──────── Trecho da página
Respondi assim porque minhas qualificações estavam na ata e eu prefiro ser apresentada como jornalista, profissão da qual me orgulho. Mas, agora, penso que vou acrescentar: e PhD em cuidar de velhinho. Sim, porque isso é uma qualificação e tanto a considerar as minhas pequenas vitórias cotidianas com o pai.

Outro dia estava lembrando que eu sempre me assombrava quando via na televisão denúncias de velhinhos sendo maltratados pelas cuidadoras ou parentes. Eu pensava: mas como alguém pode ser violento com alguém tão frágil? Minha iniciação a essa coisa do cuidado foi num Asilo de São Vicente de Paula, em Pirapora, no final dos anos 70, para onde eu ia todas as manhãs de domingo junto com minha amiga Iara Nascimento. Lá, tínhamos por função limpar, pentear e entreter os velhinhos. Naqueles dias nem sonhava com fazer isso 24 horas por dia. Era apenas uma manhã, então nada parecia complicado. Por vezes os encontrávamos mal cheirosos e eu com meus botões pensava: mas por que não dão banho todo dia?

Hoje, depois de seis anos lidando com a doença de Alzheimer eu posso compreender porque algumas pessoas saem do sério, como e fácil perder o controle e o quanto é difícil essa parada da higiene. Têm momentos que podem ser exasperantes e desesperadores. Então, há que ter a cabeça aberta e estar disposto a aprender a compreender outro mundo.

A primeira coisa é saber que o velho, principalmente se tem demência, fala outra língua. Entendê-lo é como se iniciar no russo ou no mandarim. Há toda uma lógica diferenciada, outras sintaxes, outros fonemas, outra gramática e inclusive outra linguagem corporal. É fascinante. Chegar a uma fluência capaz de dialogar requer empenho e esforço. Posso dizer que eu hoje consigo me comunicar com o pai sem equívocos. E isso é uma grande vitória.

Ao conquistarmos o reino da língua temos o caminho para horas de muita tranquilidade porque quase toda a violência, os transtornos, e o desequilíbrio do doente de Alzheimer vêm dessa incapacidade que os outros têm de compreendê-lo. Tanto que quando o pai chegou, a vida virou de cabeça para baixo, e ele passou por muitos momentos de sofrimento com crises horríveis de violência e desequilíbrio. Eu fui aprendendo tudo à facão. Não há mapas. Hoje, é raro ele se intranquilizar.

Os médicos dizem que há três fases do Alzheimer. O começo, a fase moderada e a severa. Eu já discordo. São centenas de milhares de fases. Tantas quantos dias de vida na doença. Cada dia singular é um universo em si mesmo e o que aprendemos para hoje pode não servir amanhã. É um desafio permanente. Mas, nessa minha posição de PhD eu aprendi que há coisas que se repetem e servem para qualquer um.

1 – Falar baixo. Nunca , em nenhuma circunstância elevar o tom de voz. Qualquer estridência é ruim.

2 – Sorrir em todas as circunstâncias. Encontrar o nosso rosto sorridente e sereno quando estão incomodados com alguma dor, xixi, cocô, ou quando querem fugir, dá uma tranquilidade imensa a eles e ajuda a acalmar.
────────────────
* **Problema a resolver**
Reproduza palavra por palavra a parte do relato sobre o cuidado com o pai com Alzheimer que vai de "Outro dia estava" até "banho todo dia?", incluindo ambos.
──────── Dados fornecidos
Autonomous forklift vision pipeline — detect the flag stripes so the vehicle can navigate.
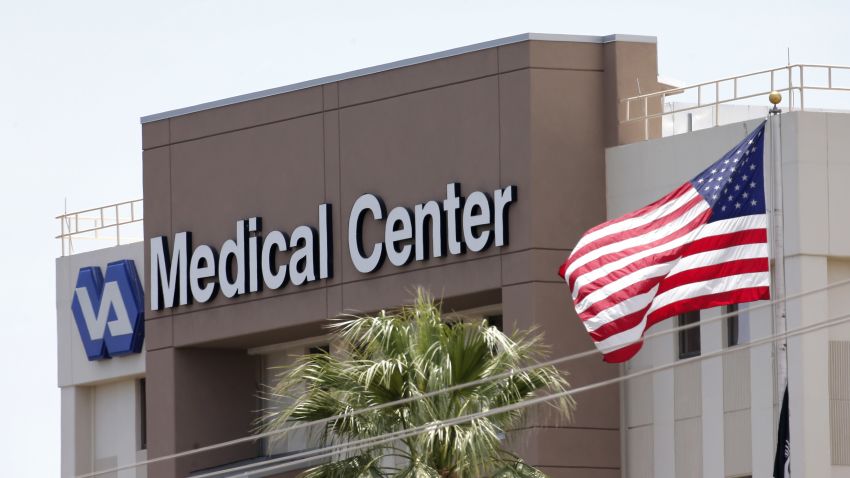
────────────────
* **Solução**
Outro dia estava lembrando que eu sempre me assombrava quando via na televisão denúncias de velhinhos sendo maltratados pelas cuidadoras ou parentes. Eu pensava: mas como alguém pode ser violento com alguém tão frágil? Minha iniciação a essa coisa do cuidado foi num Asilo de São Vicente de Paula, em Pirapora, no final dos anos 70, para onde eu ia todas as manhãs de domingo junto com minha amiga Iara Nascimento. Lá, tínhamos por função limpar, pentear e entreter os velhinhos. Naqueles dias nem sonhava com fazer isso 24 horas por dia. Era apenas uma manhã, então nada parecia complicado. Por vezes os encontrávamos mal cheirosos e eu com meus botões pensava: mas por que não dão banho todo dia?